Directive: Pull out each line in the entries below that contains the word "slope" and copy it over unchanged.

◆ ◆ ◆ ◆ ◆ ◆ ◆

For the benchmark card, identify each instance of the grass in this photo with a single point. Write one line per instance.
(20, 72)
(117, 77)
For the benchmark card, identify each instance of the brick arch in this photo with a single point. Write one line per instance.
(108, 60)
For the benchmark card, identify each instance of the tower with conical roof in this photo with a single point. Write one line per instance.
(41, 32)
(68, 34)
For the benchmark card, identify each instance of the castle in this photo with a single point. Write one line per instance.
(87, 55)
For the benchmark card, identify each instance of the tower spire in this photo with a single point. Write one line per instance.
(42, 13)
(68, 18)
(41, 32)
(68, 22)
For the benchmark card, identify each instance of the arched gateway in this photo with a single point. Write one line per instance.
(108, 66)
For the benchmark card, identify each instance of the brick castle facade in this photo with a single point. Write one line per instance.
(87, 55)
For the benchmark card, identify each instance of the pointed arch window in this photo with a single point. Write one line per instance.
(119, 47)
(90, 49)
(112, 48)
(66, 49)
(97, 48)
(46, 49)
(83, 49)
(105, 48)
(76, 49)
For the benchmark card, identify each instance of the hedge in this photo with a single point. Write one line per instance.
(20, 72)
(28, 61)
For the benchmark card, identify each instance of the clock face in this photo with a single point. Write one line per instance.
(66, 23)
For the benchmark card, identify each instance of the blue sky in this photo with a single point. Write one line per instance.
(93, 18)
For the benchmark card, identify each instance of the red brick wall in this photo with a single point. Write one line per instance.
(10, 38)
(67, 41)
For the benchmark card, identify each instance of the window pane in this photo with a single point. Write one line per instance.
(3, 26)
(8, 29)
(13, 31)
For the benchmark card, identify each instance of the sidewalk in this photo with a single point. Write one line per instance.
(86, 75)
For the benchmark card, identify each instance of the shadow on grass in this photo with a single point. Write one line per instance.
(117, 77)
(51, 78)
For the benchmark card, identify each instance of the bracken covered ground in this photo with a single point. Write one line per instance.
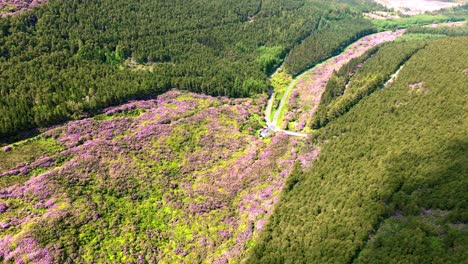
(305, 98)
(182, 177)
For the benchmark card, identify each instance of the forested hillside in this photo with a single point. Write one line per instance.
(355, 81)
(390, 183)
(68, 58)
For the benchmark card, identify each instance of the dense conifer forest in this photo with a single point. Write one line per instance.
(391, 185)
(69, 58)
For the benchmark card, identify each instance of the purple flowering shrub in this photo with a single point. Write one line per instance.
(12, 7)
(179, 178)
(305, 98)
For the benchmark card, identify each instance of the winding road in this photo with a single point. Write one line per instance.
(325, 69)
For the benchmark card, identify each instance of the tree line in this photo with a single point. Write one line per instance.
(68, 58)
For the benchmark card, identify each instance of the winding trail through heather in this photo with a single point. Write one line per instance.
(311, 84)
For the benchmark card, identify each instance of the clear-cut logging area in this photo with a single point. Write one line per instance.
(303, 95)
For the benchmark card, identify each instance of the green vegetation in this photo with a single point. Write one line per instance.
(447, 31)
(27, 151)
(343, 91)
(390, 184)
(405, 22)
(279, 82)
(331, 39)
(66, 59)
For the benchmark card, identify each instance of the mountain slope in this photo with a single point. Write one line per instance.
(397, 158)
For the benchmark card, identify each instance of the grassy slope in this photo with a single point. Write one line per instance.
(398, 152)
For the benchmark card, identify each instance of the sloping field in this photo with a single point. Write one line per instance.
(390, 184)
(180, 178)
(414, 7)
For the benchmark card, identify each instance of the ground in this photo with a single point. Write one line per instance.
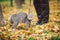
(35, 32)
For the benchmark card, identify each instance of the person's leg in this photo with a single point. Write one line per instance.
(42, 9)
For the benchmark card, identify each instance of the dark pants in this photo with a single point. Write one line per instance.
(42, 9)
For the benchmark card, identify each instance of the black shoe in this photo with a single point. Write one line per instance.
(41, 23)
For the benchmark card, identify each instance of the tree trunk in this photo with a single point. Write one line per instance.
(2, 23)
(19, 3)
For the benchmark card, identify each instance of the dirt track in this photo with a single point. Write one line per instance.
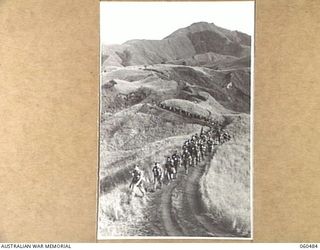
(176, 209)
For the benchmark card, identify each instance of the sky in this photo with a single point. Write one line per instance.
(123, 21)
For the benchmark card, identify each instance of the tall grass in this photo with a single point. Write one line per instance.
(225, 187)
(120, 213)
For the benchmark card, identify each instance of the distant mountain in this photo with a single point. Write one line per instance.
(198, 44)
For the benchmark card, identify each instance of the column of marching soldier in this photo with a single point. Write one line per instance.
(194, 150)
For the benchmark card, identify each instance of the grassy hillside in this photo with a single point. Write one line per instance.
(225, 187)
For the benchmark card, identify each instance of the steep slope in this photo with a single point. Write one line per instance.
(187, 43)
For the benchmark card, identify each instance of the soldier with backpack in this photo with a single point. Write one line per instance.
(186, 160)
(176, 161)
(137, 180)
(169, 168)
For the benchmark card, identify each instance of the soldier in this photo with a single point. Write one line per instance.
(194, 154)
(170, 170)
(186, 160)
(176, 161)
(202, 149)
(157, 176)
(137, 180)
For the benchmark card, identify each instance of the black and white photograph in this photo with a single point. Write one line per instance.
(176, 115)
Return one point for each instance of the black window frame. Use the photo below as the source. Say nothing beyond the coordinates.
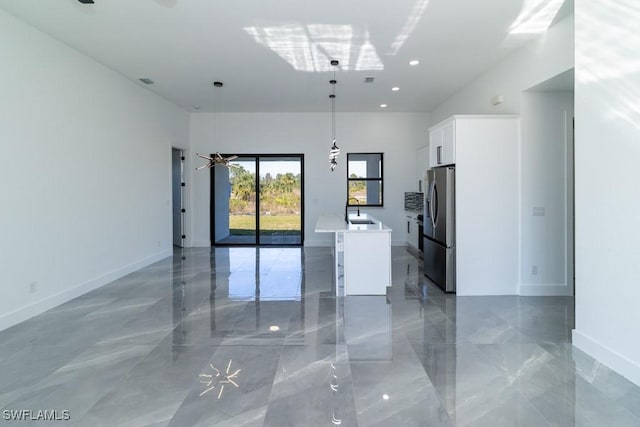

◆ ◆ ◆ ◆ ◆ ◆ ◆

Answer to this exercise:
For the benchmark card, identify each instance of the mountain slope in this photo with a single point. Write one line per instance.
For the benchmark card, identify each instance of the grassy slope in this photo with a single point. Write one line per instance.
For the benchmark card, identify each instance of the steep slope in this photo with a single point. Write one line per instance.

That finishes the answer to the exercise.